| ABOUT THIS EXERCISE |
Every line with the word "fence" in it should be extracted from the data that follows.

Segment Open

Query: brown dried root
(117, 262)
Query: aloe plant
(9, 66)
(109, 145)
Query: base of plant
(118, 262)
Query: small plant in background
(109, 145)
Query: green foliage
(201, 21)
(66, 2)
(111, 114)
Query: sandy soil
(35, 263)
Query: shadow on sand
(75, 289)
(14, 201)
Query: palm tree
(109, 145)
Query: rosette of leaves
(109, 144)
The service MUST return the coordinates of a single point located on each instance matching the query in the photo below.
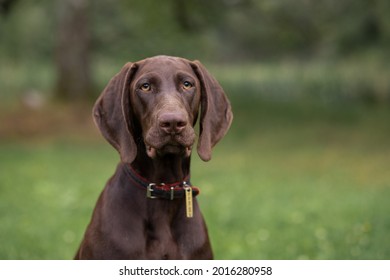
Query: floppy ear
(216, 113)
(111, 113)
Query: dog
(147, 112)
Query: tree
(72, 50)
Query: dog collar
(161, 190)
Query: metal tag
(189, 208)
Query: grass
(293, 179)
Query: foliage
(287, 182)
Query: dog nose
(173, 123)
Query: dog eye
(187, 85)
(146, 87)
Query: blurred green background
(302, 174)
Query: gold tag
(189, 210)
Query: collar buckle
(149, 190)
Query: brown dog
(148, 209)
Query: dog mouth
(173, 149)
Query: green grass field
(291, 180)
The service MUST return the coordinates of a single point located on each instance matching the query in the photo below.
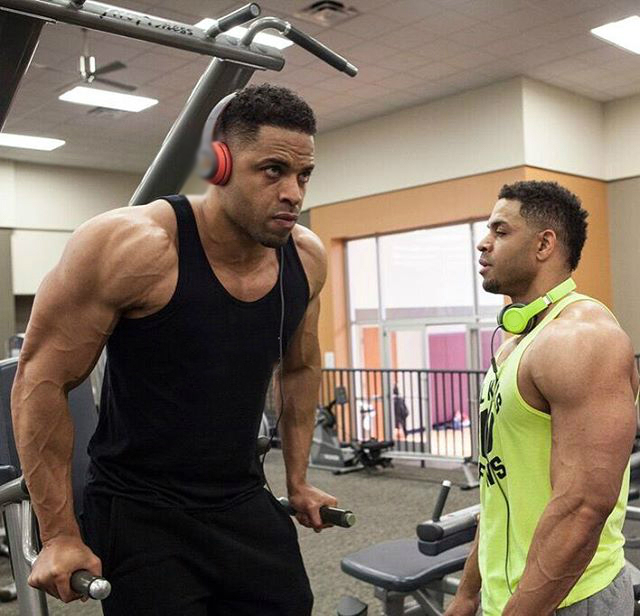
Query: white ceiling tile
(489, 10)
(371, 51)
(408, 52)
(400, 81)
(435, 71)
(408, 11)
(512, 45)
(478, 35)
(523, 19)
(405, 61)
(157, 62)
(440, 49)
(445, 22)
(366, 26)
(405, 39)
(471, 59)
(339, 84)
(373, 73)
(630, 89)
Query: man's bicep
(69, 324)
(304, 348)
(593, 423)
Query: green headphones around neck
(521, 318)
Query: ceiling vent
(327, 13)
(105, 112)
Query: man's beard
(491, 286)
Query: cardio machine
(328, 453)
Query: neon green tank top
(514, 466)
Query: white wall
(624, 230)
(562, 131)
(516, 122)
(469, 133)
(51, 197)
(622, 142)
(33, 254)
(43, 204)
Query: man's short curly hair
(265, 105)
(547, 205)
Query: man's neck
(539, 287)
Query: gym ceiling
(408, 52)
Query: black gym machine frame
(233, 65)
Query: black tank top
(184, 388)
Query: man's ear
(547, 243)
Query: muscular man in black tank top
(188, 294)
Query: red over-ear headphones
(214, 157)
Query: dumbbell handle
(88, 585)
(329, 515)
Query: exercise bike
(329, 454)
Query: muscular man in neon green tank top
(558, 422)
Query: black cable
(493, 407)
(280, 369)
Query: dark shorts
(243, 561)
(617, 598)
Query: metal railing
(427, 413)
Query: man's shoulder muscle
(118, 254)
(582, 347)
(313, 256)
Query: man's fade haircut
(265, 105)
(547, 205)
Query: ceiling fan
(90, 72)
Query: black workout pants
(243, 561)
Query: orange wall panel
(593, 275)
(443, 203)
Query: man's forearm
(44, 439)
(563, 545)
(297, 422)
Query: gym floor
(388, 505)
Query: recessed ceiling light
(624, 33)
(106, 98)
(31, 143)
(262, 38)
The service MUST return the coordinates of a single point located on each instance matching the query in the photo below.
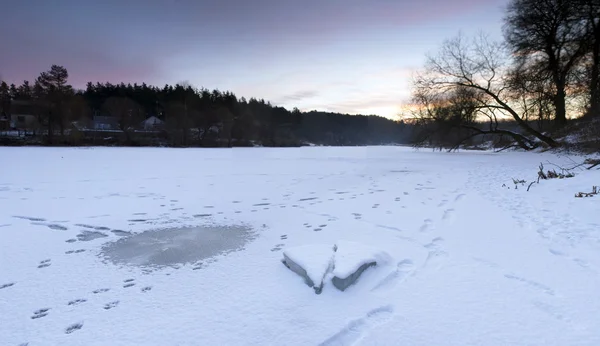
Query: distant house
(152, 123)
(4, 122)
(22, 114)
(105, 123)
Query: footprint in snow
(10, 284)
(76, 302)
(427, 225)
(277, 247)
(101, 290)
(448, 215)
(74, 251)
(40, 313)
(74, 327)
(357, 329)
(403, 270)
(30, 218)
(538, 286)
(111, 305)
(44, 264)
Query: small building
(104, 123)
(152, 123)
(22, 114)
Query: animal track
(436, 254)
(277, 247)
(101, 290)
(357, 329)
(121, 233)
(77, 302)
(201, 215)
(74, 251)
(10, 284)
(30, 218)
(427, 224)
(57, 227)
(111, 305)
(448, 215)
(40, 313)
(536, 285)
(403, 270)
(90, 235)
(44, 264)
(76, 326)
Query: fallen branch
(592, 162)
(588, 194)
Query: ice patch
(171, 246)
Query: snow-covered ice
(473, 260)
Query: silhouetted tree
(477, 66)
(548, 36)
(53, 93)
(127, 112)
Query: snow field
(473, 262)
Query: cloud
(297, 96)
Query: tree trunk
(560, 107)
(595, 75)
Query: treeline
(178, 115)
(522, 91)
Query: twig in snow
(588, 194)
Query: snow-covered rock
(352, 259)
(345, 261)
(311, 262)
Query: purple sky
(353, 56)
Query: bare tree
(481, 66)
(547, 34)
(128, 113)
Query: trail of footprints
(43, 312)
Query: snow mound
(352, 259)
(345, 261)
(312, 262)
(175, 246)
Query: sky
(348, 56)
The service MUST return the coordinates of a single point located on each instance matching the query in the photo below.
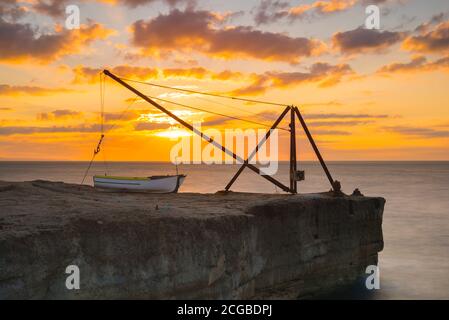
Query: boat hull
(155, 184)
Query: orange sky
(366, 94)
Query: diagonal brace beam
(253, 153)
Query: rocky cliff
(213, 246)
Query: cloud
(434, 41)
(92, 75)
(150, 126)
(59, 114)
(419, 132)
(189, 31)
(12, 130)
(417, 64)
(136, 3)
(363, 40)
(312, 116)
(324, 132)
(56, 8)
(322, 73)
(9, 90)
(270, 11)
(20, 42)
(11, 11)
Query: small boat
(153, 184)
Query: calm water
(415, 261)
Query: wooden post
(335, 186)
(253, 153)
(194, 130)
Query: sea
(415, 261)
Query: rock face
(184, 246)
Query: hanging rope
(98, 148)
(206, 93)
(212, 112)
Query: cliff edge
(181, 246)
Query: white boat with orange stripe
(153, 184)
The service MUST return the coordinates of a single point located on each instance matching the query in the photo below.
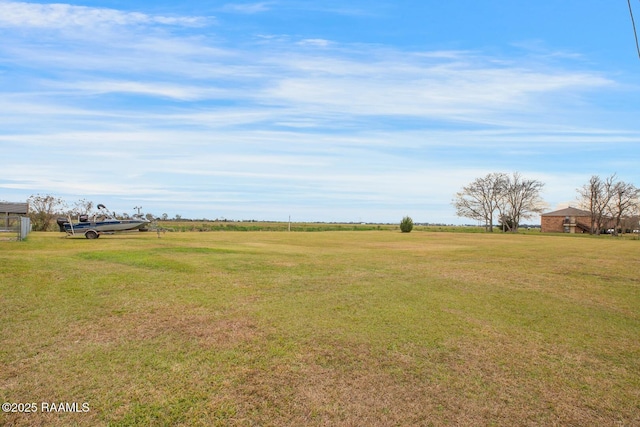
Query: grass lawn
(328, 328)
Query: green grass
(333, 328)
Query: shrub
(406, 225)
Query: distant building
(10, 213)
(569, 220)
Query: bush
(406, 225)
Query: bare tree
(520, 200)
(596, 197)
(479, 200)
(624, 203)
(43, 209)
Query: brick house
(569, 220)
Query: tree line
(510, 198)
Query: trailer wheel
(91, 234)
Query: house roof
(568, 212)
(15, 208)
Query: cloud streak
(173, 111)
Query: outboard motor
(61, 222)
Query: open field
(334, 328)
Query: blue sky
(322, 111)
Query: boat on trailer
(104, 222)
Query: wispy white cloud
(247, 8)
(25, 15)
(194, 117)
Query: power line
(635, 32)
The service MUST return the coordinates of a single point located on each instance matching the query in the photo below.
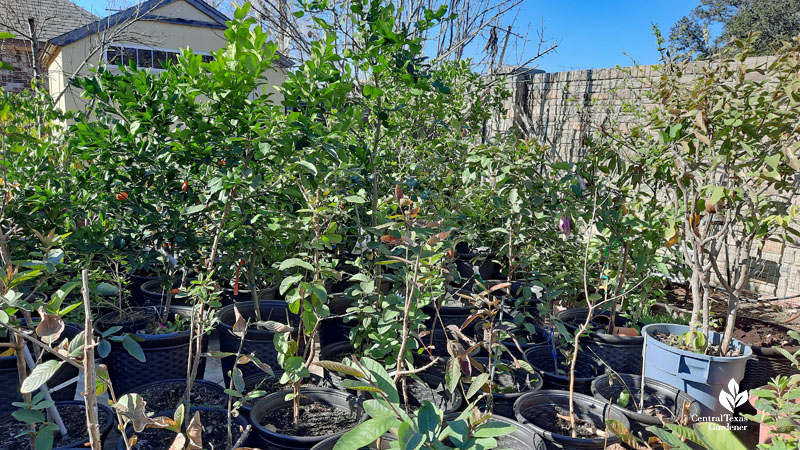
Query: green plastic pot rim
(652, 340)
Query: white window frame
(138, 47)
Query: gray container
(703, 377)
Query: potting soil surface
(316, 419)
(74, 418)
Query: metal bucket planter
(703, 377)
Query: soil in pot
(316, 419)
(74, 417)
(431, 388)
(215, 431)
(165, 395)
(678, 342)
(131, 320)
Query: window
(143, 57)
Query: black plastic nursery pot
(168, 394)
(166, 357)
(156, 295)
(215, 430)
(554, 366)
(524, 338)
(538, 410)
(623, 354)
(270, 385)
(9, 378)
(767, 362)
(660, 399)
(325, 413)
(73, 413)
(513, 385)
(256, 341)
(432, 388)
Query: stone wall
(563, 109)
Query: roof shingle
(52, 17)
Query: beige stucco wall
(157, 35)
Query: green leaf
(453, 374)
(717, 194)
(341, 368)
(39, 375)
(44, 439)
(716, 437)
(381, 377)
(428, 419)
(289, 281)
(295, 262)
(366, 433)
(133, 348)
(409, 439)
(477, 383)
(773, 160)
(195, 209)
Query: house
(148, 34)
(50, 18)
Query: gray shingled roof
(53, 17)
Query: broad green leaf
(477, 384)
(39, 375)
(133, 348)
(453, 374)
(493, 429)
(716, 437)
(366, 433)
(295, 262)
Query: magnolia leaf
(51, 326)
(275, 327)
(341, 368)
(195, 432)
(39, 375)
(477, 384)
(453, 374)
(717, 437)
(240, 325)
(179, 443)
(131, 406)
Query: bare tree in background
(483, 30)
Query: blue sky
(592, 33)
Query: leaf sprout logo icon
(733, 398)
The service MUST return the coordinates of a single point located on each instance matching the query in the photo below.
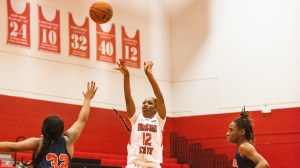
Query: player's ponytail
(245, 122)
(52, 129)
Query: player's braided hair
(245, 122)
(52, 130)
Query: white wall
(33, 74)
(230, 53)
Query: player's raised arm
(160, 103)
(74, 132)
(130, 106)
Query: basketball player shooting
(145, 146)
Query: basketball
(101, 11)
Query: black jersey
(57, 156)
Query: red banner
(131, 49)
(49, 30)
(79, 38)
(18, 23)
(106, 44)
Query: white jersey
(146, 139)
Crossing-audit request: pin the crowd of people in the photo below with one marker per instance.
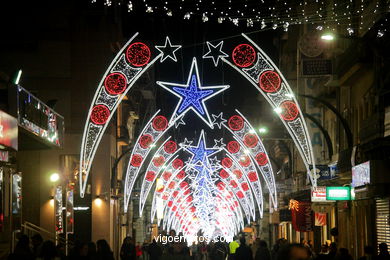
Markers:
(238, 249)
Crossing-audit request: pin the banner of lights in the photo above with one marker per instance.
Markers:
(199, 187)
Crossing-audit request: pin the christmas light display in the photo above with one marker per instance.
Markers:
(212, 187)
(192, 96)
(168, 50)
(215, 52)
(280, 98)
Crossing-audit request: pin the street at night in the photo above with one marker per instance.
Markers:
(195, 130)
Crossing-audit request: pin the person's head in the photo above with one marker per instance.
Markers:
(91, 248)
(83, 250)
(293, 252)
(102, 246)
(262, 243)
(368, 250)
(383, 248)
(23, 242)
(344, 252)
(48, 250)
(127, 240)
(36, 240)
(333, 247)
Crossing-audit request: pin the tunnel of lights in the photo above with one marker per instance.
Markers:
(197, 185)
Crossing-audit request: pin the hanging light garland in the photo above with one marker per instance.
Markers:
(351, 15)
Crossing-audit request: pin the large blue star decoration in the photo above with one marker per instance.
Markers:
(200, 152)
(192, 96)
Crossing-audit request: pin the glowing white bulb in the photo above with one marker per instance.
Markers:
(278, 110)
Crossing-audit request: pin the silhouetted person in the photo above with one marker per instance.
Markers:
(293, 252)
(48, 251)
(343, 254)
(22, 249)
(103, 250)
(92, 251)
(219, 251)
(243, 252)
(332, 251)
(383, 252)
(128, 249)
(154, 250)
(369, 253)
(262, 252)
(36, 241)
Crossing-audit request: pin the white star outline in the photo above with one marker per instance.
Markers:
(219, 143)
(218, 89)
(218, 120)
(164, 56)
(221, 55)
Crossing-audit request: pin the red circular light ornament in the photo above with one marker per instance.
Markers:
(167, 175)
(289, 110)
(181, 175)
(150, 176)
(100, 114)
(158, 161)
(136, 160)
(177, 163)
(236, 123)
(245, 186)
(238, 174)
(261, 159)
(115, 83)
(145, 141)
(245, 161)
(233, 147)
(252, 176)
(227, 162)
(244, 55)
(138, 54)
(170, 147)
(224, 174)
(270, 81)
(160, 123)
(250, 140)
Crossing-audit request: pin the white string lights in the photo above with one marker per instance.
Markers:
(276, 14)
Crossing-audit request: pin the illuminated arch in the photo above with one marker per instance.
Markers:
(135, 58)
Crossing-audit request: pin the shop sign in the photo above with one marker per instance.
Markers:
(39, 119)
(319, 219)
(323, 172)
(318, 194)
(4, 157)
(284, 215)
(301, 215)
(361, 174)
(8, 131)
(70, 210)
(58, 210)
(338, 193)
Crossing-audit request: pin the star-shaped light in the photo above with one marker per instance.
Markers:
(215, 52)
(219, 143)
(168, 50)
(200, 151)
(192, 95)
(179, 121)
(218, 120)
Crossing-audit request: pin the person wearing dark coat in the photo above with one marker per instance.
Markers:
(128, 249)
(154, 250)
(262, 252)
(243, 252)
(22, 250)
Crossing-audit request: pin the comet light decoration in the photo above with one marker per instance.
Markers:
(197, 185)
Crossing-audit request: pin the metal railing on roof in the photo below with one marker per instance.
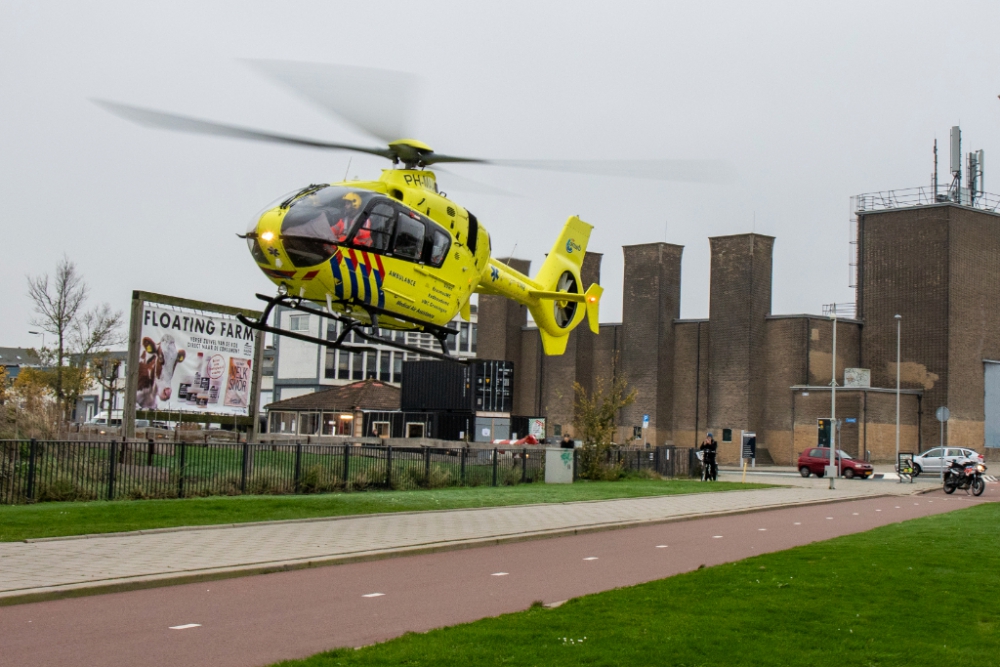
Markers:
(924, 196)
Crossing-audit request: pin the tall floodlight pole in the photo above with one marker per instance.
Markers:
(899, 329)
(833, 404)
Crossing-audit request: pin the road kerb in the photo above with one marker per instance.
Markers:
(100, 587)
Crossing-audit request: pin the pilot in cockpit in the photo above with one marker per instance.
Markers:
(352, 205)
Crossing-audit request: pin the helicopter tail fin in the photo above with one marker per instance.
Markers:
(562, 303)
(555, 296)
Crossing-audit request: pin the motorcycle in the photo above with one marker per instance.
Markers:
(965, 475)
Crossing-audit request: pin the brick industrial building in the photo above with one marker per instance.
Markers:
(745, 369)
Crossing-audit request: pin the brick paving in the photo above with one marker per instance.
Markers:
(37, 568)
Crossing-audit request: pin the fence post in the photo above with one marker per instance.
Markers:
(180, 471)
(32, 453)
(112, 464)
(298, 467)
(244, 469)
(388, 467)
(347, 463)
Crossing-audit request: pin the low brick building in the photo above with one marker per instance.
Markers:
(747, 369)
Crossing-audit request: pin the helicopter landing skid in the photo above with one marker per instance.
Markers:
(298, 303)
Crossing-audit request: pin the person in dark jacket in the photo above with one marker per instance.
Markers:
(709, 450)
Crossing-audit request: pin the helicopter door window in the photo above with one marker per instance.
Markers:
(376, 231)
(440, 242)
(409, 236)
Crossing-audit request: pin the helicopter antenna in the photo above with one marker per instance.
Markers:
(511, 256)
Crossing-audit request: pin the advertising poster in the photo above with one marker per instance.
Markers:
(193, 362)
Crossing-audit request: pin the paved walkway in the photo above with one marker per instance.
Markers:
(256, 621)
(55, 568)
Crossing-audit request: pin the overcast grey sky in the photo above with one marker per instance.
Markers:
(811, 103)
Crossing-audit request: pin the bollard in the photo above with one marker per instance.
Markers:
(33, 448)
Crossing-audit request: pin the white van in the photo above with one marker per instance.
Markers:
(101, 418)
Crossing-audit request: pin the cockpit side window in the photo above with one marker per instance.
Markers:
(375, 231)
(316, 222)
(409, 236)
(440, 242)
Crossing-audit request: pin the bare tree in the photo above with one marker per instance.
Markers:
(57, 304)
(80, 335)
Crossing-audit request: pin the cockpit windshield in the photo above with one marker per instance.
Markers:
(317, 221)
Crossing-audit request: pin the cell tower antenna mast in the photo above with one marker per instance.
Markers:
(934, 177)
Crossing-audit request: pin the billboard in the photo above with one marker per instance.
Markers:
(192, 361)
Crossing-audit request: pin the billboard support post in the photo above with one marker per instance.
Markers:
(132, 368)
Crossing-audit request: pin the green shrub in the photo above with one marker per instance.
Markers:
(63, 489)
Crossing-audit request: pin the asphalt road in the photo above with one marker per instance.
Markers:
(259, 620)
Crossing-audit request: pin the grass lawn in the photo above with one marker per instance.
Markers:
(923, 592)
(18, 522)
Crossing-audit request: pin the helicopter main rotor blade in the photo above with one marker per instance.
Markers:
(179, 123)
(378, 102)
(692, 171)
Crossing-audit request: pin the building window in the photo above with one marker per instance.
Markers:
(384, 367)
(282, 422)
(308, 423)
(331, 364)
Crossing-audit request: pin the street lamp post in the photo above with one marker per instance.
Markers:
(899, 329)
(833, 404)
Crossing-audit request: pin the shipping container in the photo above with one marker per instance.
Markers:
(401, 424)
(481, 386)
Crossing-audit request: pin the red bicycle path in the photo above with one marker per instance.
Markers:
(258, 620)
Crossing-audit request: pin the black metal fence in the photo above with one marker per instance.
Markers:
(35, 470)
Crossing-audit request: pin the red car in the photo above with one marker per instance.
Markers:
(814, 461)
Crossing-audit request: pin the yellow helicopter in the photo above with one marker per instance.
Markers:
(396, 253)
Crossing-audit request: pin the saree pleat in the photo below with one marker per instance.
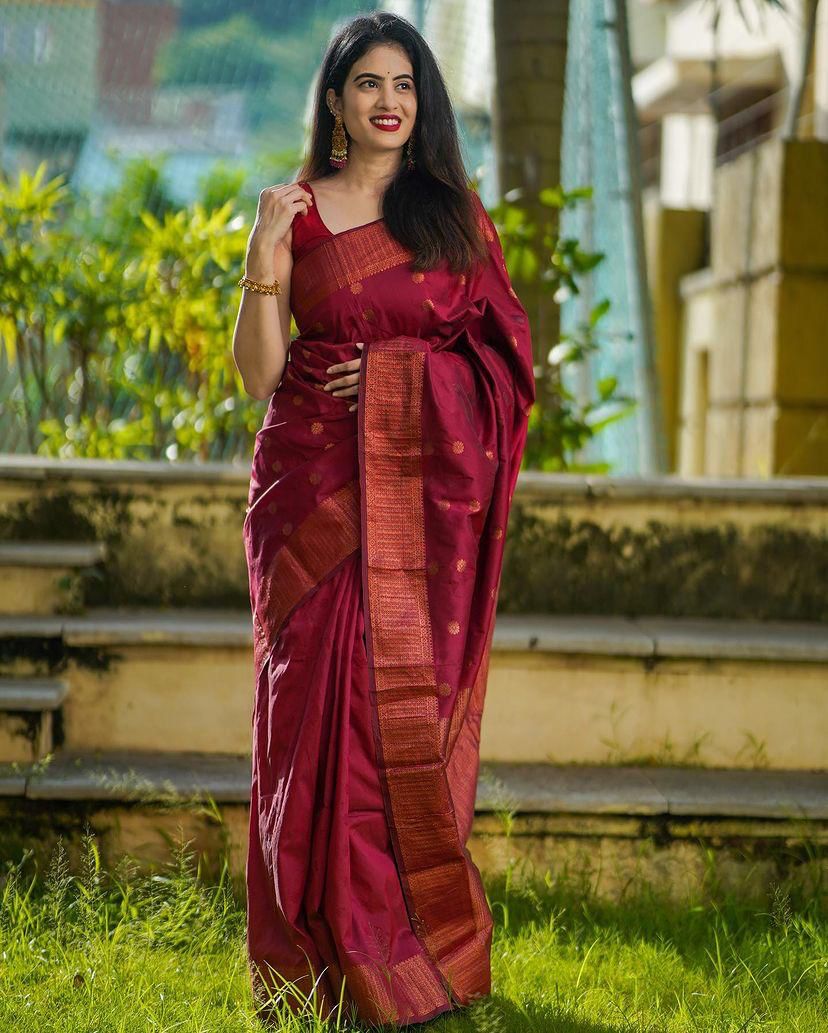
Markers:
(375, 544)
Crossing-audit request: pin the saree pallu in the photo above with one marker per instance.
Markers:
(374, 542)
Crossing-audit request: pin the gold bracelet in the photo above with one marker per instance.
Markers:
(260, 288)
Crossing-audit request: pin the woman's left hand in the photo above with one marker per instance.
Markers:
(349, 384)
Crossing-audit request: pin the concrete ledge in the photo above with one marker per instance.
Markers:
(647, 637)
(31, 693)
(813, 491)
(51, 554)
(522, 788)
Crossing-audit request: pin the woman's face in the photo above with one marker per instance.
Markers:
(381, 83)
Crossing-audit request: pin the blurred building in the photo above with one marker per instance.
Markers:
(736, 223)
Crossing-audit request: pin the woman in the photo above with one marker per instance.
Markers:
(379, 497)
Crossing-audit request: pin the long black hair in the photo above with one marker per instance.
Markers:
(428, 210)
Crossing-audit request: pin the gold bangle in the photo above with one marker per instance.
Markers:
(260, 288)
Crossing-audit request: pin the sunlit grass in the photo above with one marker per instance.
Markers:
(125, 950)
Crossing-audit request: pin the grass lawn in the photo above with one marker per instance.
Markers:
(99, 950)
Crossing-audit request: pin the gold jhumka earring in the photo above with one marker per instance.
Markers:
(339, 145)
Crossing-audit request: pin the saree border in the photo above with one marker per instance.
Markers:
(326, 537)
(442, 887)
(340, 261)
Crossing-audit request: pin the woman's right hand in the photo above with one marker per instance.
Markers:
(275, 214)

Segment Closed

| SOLUTION TO THIS PROBLEM |
Crossing-audit request: pin the fence post in the photo above with one marker per instance.
Crossing-audit request: pin the black metal fence in the photo above with one marker per instance.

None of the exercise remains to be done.